[Required task 1]:
In the record review post below, who performs the vocals on Go Latin With Loss?
[Required task 2]:
Summarize the record review post below in two sentences.
[Required task 3]:
Rewrite the paragraph of the record review post below that begins "One of the underlying reasons" as a bulleted list, keeping its main facts.

[Selected excerpt]:
╔══
I have been burned by percussion albums before, but this one is quite good.  Released in 1960, it features eleven percussionists and a wide range of instrumentation.  Lot of cymbals, conga’s, toms, xylophones and exotic instruments.  The arrangements are pretty interesting.  Really good album all together.

Again, narrowing this down to a sample or two is hard but I will give it a shot.  Here is “I Love Paris”, “Night Train” and the reason I bought the album, “Caravan”.

Excellent Record.  Top Rated for sure.

Joe Loss and His Orchestra- Go Latin With Loss

This gem was all of 80 cents.  A lot of notes on the back.  I like that.  It makes my job of reviewing the record easier.

One of the underlying reasons I went to Amsterdam last month was to have duck for Thanksgiving at the same Chinese restaurant I have gone to in the past.  The Resturant Golden Chopsticks. The place I go is on Damstraat.  I chose duck because it is the closet thing to turkey that I can find.  I started going to Amsterdam around Thanksgiving because I get two extra days of holidays .  That week also played well with Champions League so originally, I could go overseas and catch the two games live.  I did that twice.  Anyway, I had my duck on Thanksgiving.  It was pretty good.  

Joe Loss (1909-1999) was a popular British band leader from Spitafields, London. His band, the Joe Loss Orchestra was one of the most popular big bands of the 1940’s.  

This album is a tribute to the Latin styles of music.  It features various forms including tangos, rumbas, sambas, and cha cha’s among others.  Most of the songs are instrumental but there are a few with vocals, performed by Ross McManus.  McManus would later have a son who would become Elvis Costello.  Back to this record, there are a lot of really good moments.  Overall, it is a great album.
╚══
[Supplied information]:
╔══
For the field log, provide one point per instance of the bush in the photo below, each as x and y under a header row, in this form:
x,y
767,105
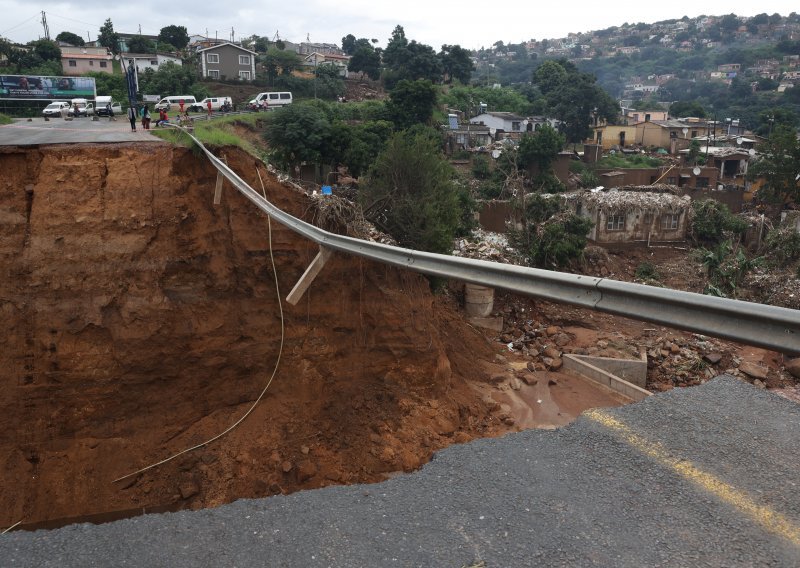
╚══
[Written response 1]:
Ross McManus performs the vocals on the few songs that have them.

[Written response 2]:
The post praises a 1960 percussion album featuring eleven percussionists, a wide range of instrumentation and interesting arrangements, and reviews Joe Loss and His Orchestra's Go Latin With Loss, a mostly instrumental tribute to Latin styles that the writer calls a great album. It also describes a Thanksgiving trip to Amsterdam to eat duck at a Chinese restaurant on Damstraat.

[Written response 3]:
- A main reason for last month's Amsterdam trip was to have duck for Thanksgiving at a Chinese restaurant visited in the past.
- The restaurant is Golden Chopsticks, on Damstraat.
- Duck was chosen as the nearest thing to turkey available.
- Amsterdam trips around Thanksgiving began because that time brings two extra days of holidays.
- That week also lined up with Champions League, so two games could originally be seen live, which happened twice.
- The Thanksgiving duck was pretty good.